* SUPPLIED INFORMATION
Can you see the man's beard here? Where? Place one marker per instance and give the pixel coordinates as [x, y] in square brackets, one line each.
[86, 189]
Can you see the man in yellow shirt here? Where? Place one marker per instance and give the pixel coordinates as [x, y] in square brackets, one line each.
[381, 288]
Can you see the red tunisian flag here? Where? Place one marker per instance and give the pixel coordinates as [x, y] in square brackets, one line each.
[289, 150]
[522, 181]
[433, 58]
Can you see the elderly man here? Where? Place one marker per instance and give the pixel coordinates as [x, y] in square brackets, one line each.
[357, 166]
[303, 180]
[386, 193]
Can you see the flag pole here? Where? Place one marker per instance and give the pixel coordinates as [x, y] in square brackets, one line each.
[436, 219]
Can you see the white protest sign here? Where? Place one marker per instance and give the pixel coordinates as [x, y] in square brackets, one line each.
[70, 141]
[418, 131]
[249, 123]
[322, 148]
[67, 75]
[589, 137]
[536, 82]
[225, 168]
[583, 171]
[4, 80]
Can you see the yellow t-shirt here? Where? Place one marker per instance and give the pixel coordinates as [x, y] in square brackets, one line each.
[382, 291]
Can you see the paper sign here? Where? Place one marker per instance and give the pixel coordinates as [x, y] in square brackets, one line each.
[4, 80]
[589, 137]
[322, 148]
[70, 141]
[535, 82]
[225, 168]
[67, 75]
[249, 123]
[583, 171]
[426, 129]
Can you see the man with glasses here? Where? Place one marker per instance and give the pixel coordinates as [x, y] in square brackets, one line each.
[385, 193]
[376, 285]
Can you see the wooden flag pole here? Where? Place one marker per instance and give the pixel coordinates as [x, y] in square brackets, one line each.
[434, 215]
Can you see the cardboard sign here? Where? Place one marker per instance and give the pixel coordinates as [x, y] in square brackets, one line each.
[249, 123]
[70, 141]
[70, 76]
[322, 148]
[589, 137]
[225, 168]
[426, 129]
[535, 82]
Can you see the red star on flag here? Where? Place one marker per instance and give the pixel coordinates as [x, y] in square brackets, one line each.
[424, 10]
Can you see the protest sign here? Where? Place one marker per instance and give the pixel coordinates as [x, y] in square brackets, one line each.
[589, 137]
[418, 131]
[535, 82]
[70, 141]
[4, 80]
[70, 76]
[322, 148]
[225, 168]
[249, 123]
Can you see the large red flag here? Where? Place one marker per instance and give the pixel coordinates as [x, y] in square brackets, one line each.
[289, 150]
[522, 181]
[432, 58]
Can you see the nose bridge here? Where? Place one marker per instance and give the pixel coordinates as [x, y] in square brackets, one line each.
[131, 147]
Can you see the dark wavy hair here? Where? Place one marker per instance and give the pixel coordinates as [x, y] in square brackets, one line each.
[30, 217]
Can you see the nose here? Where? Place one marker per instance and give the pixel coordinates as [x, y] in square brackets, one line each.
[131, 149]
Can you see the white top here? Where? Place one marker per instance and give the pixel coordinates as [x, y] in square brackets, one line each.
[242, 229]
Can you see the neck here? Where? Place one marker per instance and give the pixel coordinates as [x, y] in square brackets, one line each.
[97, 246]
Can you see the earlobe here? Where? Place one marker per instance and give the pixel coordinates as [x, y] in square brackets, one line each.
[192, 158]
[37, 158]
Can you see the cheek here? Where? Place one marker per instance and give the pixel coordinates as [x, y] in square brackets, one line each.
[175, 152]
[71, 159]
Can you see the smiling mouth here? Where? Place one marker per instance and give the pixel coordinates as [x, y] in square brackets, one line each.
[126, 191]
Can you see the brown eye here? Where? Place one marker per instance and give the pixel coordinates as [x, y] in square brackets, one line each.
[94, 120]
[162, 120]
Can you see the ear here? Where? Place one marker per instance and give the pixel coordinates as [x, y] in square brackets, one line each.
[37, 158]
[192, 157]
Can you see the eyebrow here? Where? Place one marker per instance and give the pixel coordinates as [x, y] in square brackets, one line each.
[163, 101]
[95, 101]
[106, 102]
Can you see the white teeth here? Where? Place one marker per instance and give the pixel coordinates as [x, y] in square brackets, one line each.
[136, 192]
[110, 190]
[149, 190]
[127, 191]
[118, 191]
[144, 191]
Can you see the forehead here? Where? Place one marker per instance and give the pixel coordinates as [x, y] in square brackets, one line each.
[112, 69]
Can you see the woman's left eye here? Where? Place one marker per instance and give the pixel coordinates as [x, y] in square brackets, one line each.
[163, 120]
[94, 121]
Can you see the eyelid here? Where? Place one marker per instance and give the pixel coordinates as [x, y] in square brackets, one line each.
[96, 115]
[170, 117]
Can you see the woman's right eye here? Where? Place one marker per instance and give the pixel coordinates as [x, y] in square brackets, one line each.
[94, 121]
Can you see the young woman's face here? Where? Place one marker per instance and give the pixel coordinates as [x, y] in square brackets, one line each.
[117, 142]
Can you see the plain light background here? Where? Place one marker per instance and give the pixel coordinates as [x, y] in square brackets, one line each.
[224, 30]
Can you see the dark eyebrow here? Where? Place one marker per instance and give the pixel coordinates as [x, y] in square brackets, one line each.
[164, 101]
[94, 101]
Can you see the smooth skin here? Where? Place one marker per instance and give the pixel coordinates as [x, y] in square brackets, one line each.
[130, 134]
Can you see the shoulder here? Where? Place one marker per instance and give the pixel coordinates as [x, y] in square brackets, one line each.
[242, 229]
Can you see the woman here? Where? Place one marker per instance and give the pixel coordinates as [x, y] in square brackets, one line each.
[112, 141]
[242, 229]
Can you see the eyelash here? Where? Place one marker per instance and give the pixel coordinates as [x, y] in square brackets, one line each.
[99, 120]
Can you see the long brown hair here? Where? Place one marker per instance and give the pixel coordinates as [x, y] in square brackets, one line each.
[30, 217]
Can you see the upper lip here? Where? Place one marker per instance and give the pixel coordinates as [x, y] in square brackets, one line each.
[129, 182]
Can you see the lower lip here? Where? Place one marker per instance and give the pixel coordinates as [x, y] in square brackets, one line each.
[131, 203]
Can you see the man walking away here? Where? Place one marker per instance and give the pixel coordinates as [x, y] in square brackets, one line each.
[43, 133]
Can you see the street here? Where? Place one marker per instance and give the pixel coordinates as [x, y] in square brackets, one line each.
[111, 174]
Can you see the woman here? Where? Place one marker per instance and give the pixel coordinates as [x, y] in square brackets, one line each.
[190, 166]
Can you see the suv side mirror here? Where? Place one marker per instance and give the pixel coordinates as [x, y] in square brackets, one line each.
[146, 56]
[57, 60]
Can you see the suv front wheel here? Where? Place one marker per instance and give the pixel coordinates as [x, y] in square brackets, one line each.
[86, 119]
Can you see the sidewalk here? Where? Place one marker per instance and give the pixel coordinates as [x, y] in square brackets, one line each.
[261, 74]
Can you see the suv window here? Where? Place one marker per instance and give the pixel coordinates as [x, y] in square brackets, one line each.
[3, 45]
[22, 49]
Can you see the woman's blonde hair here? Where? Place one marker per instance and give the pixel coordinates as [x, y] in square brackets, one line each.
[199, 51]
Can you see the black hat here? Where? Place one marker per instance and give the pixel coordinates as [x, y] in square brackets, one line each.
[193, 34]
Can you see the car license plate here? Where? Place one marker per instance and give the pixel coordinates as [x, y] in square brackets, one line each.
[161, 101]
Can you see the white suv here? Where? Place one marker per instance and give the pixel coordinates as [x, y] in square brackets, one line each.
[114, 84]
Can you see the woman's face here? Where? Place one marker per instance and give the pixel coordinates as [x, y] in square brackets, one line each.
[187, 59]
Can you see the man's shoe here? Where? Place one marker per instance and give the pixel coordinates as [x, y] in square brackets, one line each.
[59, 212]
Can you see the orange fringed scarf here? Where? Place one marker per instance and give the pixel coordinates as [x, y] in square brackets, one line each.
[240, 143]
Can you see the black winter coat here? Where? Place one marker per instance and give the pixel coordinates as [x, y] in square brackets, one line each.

* BRIEF
Each line from the one containing "Can you see the white suv" through the end of the entries, both included, is to be returned exactly, with no other lines.

* RESULT BELOW
Can you see the white suv here? Where? Place one marker per instance and give the pixel coordinates as [x, y] in square brackets, one line each.
[114, 84]
Can you see the woman's face here? Where? Place one marker per instance and give the pixel coordinates as [x, y] in square brackets, one line each.
[187, 59]
Can you see the man's shoe here? Where? Place one marker per instance and give the pixel coordinates as [x, y] in square brackets, one line each.
[59, 212]
Can you see the orange fringed scarf here? Where? Place one marker per instance and give the pixel coordinates as [x, y] in square brackets, one line each.
[240, 143]
Can you see the black winter coat here? Where? Place one marker per instance and give the pixel coordinates as [x, y] in square brackets, one line each.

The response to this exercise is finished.